Required tasks:
A - List the states that the renewable energy passage names as places where much of the increased wind generation is anticipated.
B - Reproduce the entries verbatim, starting with their first line and going on through the line that contains "161L149 159L148 174H160H157L152".

Reading passage:
= = = = = = =

According to the Outlook of Renewable Energy in America report of the American Council on Renewable Energy, the United States by 2025 could have 248 GW of wind power and 100 GW of geothermal energy, in addition to 287 GW of other renewable energy, power and fuels.  "Renewable energy will not be a 'niche' source of America's energy in 2025," according to Robert Detchon, executive director of the Energy Future Coalition.  States such as Texas, Wyoming, New Mexico, and Colorado, where much of the increased wind generation is anticipated, and Nevada, California and Oregon, where much of the increased geothermal generation is anticipated, will likely require more transmission to deliver the renewable power to markets where it is needed. 

Utilities and governments in Europe, China and the United States could spend up to $150 billion on wind projects over the next five years, and the United States alone could invest $67.5 billion by 2015 to produce an anticipated total of 45,000 MW of wind capacity by that year.  According to a May survey conducted by the Geothermal Energy Association, up to 2,455 MW of new geothermal power plant capacity is currently under development in the United States, with 251 MW of capacity currently under construction.  Investment giant Merrill Lynch Commodity Partners recently closed on a $35 million deal with geothermal power developer Vulcan Power in order to finance the development of properties in California, Nevada and Oregon.  Calpine recently announced its intention to boost output at its Geysers geothermal facility in California to approximately 800 MW, and Nevada Power signed a 20-year power purchase agreement with Ormat Technologies for up to 30 MW from Ormat's proposed geothermal project development in northern Nevada. 

The world’s largest wind farm, located south of Abilene, Texas (population 115,000) already enjoyed access to sufficient transmission infrastructure necessary to bring the generation to a nearby market.  But for much future renewable energy development new transmission will be needed since renewable energy resources tend to be remote from load centers.

Several states, including Texas, California, Minnesota and Colorado are using a "zone" approach to transmission planning in order to incorporate renewable energy.  Driven by renewable portfolio standards in many states, the zone approach requires utilities to identify areas of renewable resources, plan the transmission capacity needed to reach those areas, and lobby state regulators to allow recovery of the investment in the required transmission.  Some believe that a federal initiative of this ilk would be necessary in order to tap the nation's vast renewable resources across the country.

posted Friday, June 22, 2007 1:53 PM by Jennifer Rinker

Arizona Regulators Reject Cross-Border Transmission Line

The Arizona Corporation Commission (ACC) recently rejected an application by Southern California Edison Company (SCE) to construct a new transmission line from Devers, California to Palo Verde, Arizona.  The proposed Devers-Palo Verde No. 2 line ― a 230-mile, 1200 MW line estimated to cost approximately $600 million ― had already won approval of the California Public Utilities Commission (CPUC).  According to the CPUC, the line would serve as an important means of reducing the substantial congestion in southern California by expanding the transmission capacity into the area and allowing California utilities to import significant amounts of power from Arizona.  The ACC, on the other hand, dismissed the project as essentially allowing California to plug a "230-mile extension cord" into its generation supply, something the ACC found untenable at a time when Arizona's own population is growing rapidly.

= = = = = = =

Records to process:
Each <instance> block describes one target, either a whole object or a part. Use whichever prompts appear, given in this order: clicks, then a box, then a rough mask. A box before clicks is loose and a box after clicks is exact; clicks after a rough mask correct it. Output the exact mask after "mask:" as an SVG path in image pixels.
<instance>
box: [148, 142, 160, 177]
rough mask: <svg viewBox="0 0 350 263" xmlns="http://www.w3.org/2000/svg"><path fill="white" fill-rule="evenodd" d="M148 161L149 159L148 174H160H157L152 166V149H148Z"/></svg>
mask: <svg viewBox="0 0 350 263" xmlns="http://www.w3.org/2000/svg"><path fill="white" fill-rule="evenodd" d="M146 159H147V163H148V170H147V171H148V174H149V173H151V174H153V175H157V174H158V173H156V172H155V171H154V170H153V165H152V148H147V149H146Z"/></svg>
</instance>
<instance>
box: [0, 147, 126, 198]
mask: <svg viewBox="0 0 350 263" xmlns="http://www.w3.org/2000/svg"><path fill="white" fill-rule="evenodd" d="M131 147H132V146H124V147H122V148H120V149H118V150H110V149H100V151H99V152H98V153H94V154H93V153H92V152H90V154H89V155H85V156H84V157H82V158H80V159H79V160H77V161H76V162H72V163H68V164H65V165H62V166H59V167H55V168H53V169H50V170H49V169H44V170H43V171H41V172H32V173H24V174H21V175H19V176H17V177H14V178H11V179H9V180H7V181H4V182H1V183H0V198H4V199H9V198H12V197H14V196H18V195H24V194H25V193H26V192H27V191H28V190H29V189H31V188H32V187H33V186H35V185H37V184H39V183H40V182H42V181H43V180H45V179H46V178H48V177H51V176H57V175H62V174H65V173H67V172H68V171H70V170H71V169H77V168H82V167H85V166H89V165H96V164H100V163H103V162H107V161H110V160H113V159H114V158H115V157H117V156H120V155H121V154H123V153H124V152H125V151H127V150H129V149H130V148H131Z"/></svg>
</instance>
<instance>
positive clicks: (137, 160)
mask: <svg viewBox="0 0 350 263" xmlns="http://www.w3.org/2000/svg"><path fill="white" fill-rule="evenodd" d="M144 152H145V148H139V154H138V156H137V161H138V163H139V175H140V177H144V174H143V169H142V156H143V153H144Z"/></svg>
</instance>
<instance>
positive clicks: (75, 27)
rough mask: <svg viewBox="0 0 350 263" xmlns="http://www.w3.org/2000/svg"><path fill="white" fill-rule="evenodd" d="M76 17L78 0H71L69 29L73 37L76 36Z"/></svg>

= = = = = = =

Expected results:
A - Texas, Wyoming, New Mexico, Colorado

B -
Each <instance> block describes one target, either a whole object or a part. Use whichever prompts appear, given in this order: clicks, then a box, then a rough mask. A box before clicks is loose and a box after clicks is exact; clicks after a rough mask correct it. Output the exact mask after "mask:" as an SVG path in image pixels.
<instance>
box: [148, 142, 160, 177]
rough mask: <svg viewBox="0 0 350 263" xmlns="http://www.w3.org/2000/svg"><path fill="white" fill-rule="evenodd" d="M148 161L149 159L148 174H160H157L152 166V149H148Z"/></svg>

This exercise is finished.